Task details: Reproduce each record below exactly as written.

Lines of data:
——————————

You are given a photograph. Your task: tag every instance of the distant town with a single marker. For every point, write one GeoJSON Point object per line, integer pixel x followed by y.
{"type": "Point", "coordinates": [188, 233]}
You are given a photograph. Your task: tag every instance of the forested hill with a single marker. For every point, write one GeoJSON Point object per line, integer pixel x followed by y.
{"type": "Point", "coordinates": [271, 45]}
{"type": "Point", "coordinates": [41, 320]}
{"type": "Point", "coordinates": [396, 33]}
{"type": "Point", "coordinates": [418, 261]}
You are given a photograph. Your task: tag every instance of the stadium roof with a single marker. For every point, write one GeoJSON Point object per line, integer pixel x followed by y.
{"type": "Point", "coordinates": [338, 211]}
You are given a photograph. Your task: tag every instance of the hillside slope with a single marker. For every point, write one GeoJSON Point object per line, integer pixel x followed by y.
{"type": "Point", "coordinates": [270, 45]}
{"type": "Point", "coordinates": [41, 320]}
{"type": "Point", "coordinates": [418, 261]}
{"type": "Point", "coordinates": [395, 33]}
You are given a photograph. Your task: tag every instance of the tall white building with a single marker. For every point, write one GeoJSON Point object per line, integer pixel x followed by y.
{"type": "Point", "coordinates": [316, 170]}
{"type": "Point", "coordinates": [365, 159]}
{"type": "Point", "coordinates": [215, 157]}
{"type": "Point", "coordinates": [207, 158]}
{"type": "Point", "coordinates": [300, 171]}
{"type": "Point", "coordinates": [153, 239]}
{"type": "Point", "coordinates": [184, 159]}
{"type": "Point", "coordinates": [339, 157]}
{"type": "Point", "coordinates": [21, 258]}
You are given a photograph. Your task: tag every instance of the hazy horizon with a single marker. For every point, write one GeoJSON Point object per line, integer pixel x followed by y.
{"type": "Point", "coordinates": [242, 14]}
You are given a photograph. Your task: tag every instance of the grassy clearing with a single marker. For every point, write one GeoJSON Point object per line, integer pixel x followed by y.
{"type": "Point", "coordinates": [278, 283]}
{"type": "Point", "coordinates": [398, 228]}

——————————

Output below:
You are given a photograph. Your task: tag every instance of the distant town with a single marker. For every point, write one GeoJSON Point object per line, integer pixel x followed by y.
{"type": "Point", "coordinates": [188, 233]}
You are given a photograph. Your task: tag every instance of the forested hill with a single marker. For every point, write one GeoJSON Point object per line, integer pixel x followed by y.
{"type": "Point", "coordinates": [271, 45]}
{"type": "Point", "coordinates": [41, 320]}
{"type": "Point", "coordinates": [396, 33]}
{"type": "Point", "coordinates": [418, 261]}
You are given a photograph. Your task: tag every instance of the stadium roof with a single marker. For every point, write one GeoJSON Point object per line, integer pixel x followed by y.
{"type": "Point", "coordinates": [338, 211]}
You are given a photograph. Your task: tag every instance of the hillside slope with a single marker. For every point, write one GeoJSON Point object per line, integer pixel x followed by y.
{"type": "Point", "coordinates": [270, 45]}
{"type": "Point", "coordinates": [41, 320]}
{"type": "Point", "coordinates": [418, 261]}
{"type": "Point", "coordinates": [395, 33]}
You are given a photograph. Your task: tag every instance of the tall white building with a single marker. For every point, write one GeoJSON Point object per line, integer pixel x followed by y.
{"type": "Point", "coordinates": [316, 170]}
{"type": "Point", "coordinates": [365, 159]}
{"type": "Point", "coordinates": [215, 157]}
{"type": "Point", "coordinates": [207, 158]}
{"type": "Point", "coordinates": [300, 171]}
{"type": "Point", "coordinates": [153, 239]}
{"type": "Point", "coordinates": [184, 159]}
{"type": "Point", "coordinates": [339, 157]}
{"type": "Point", "coordinates": [21, 258]}
You are given a photograph. Your task: tag every instance of the hazy horizon with a single marker. For every point, write one GeoJSON Point object per line, integer pixel x followed by y.
{"type": "Point", "coordinates": [242, 14]}
You are given a photograph. Your task: tag every instance of the grassy clearing with a single marker. For every point, write one GeoJSON Point object per line, integer pixel x followed by y.
{"type": "Point", "coordinates": [278, 283]}
{"type": "Point", "coordinates": [398, 228]}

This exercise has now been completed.